What is needed - Turn the entries below into a Markdown table with the columns Row and Line, one row per line with blank lines left out. Begin at the line that contains "Could you please annotate the boat" and stop at the end of the entries.

Coordinate annotation entries
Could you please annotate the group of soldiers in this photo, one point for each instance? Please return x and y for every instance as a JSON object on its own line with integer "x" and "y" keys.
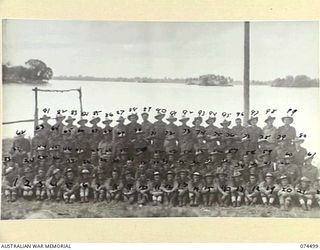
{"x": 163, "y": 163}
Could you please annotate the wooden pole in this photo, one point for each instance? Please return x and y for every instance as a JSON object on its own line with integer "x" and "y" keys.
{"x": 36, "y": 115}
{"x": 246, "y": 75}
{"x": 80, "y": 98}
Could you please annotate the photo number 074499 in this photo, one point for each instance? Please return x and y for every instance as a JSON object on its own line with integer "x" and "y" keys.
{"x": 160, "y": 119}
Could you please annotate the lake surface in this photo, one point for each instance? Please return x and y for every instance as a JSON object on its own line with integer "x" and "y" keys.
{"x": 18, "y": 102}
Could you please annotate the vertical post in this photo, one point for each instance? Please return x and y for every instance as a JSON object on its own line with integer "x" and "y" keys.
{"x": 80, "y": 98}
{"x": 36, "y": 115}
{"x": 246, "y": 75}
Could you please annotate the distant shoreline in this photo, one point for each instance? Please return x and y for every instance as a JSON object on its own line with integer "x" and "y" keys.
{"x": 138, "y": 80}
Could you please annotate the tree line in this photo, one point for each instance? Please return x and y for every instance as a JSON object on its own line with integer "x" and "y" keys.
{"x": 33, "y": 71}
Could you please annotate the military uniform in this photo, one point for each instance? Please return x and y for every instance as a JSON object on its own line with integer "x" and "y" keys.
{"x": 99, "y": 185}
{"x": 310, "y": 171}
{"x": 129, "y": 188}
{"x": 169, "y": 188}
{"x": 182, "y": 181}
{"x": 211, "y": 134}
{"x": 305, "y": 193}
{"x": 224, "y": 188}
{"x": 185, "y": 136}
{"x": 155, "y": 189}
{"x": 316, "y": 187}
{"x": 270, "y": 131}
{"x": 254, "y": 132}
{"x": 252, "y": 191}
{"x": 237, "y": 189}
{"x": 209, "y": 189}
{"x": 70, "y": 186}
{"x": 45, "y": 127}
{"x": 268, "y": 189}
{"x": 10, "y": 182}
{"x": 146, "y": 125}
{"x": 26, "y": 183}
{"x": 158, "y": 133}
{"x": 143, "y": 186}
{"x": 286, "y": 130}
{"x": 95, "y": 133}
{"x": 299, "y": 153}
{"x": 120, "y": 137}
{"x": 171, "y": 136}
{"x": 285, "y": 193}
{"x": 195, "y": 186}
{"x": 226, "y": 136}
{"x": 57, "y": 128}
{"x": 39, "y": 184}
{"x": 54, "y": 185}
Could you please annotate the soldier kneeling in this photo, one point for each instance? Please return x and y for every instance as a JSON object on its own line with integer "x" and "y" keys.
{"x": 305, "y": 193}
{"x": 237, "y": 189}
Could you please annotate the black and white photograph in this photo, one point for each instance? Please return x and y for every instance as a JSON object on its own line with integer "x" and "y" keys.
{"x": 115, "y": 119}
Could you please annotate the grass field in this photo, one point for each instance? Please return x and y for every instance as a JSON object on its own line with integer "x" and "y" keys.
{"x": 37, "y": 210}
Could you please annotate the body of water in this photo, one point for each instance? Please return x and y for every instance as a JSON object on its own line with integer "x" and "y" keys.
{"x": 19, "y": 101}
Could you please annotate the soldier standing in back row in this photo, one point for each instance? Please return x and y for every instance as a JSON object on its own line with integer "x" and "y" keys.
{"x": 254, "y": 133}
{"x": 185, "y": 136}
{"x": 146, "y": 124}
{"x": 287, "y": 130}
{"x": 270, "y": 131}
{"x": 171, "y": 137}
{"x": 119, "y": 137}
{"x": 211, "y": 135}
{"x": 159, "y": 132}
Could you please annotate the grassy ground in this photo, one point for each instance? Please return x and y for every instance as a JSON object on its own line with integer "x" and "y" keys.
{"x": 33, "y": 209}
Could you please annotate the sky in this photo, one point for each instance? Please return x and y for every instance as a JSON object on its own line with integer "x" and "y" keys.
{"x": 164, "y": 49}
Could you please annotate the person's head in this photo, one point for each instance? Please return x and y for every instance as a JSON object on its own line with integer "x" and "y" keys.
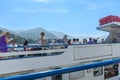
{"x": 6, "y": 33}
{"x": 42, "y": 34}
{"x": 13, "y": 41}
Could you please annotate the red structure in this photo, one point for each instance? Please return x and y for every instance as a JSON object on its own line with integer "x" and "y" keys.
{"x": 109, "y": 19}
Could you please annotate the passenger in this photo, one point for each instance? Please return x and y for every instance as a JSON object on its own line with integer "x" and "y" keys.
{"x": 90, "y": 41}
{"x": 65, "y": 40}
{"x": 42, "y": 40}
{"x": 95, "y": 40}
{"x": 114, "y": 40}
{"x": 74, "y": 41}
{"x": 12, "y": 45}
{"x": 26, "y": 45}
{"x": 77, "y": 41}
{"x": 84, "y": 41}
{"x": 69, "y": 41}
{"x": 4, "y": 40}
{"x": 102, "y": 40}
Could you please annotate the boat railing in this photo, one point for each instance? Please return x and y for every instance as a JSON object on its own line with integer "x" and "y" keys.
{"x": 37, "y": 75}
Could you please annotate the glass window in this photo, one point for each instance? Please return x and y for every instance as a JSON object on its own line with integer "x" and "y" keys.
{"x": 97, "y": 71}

Written answer -
| Row | Line |
|---|---|
| 1 | Could you please annotate the boat railing in this photo, one point for each instance? Please return x and y for every instance as a JSON object on its own line with integer "x" and "y" keys. |
| 2 | {"x": 37, "y": 75} |
| 3 | Could you please annotate the glass window in this photo, one point for each instance? Please return x and y for every instance as a JSON object on its own line with integer "x" and "y" keys. |
| 4 | {"x": 97, "y": 71} |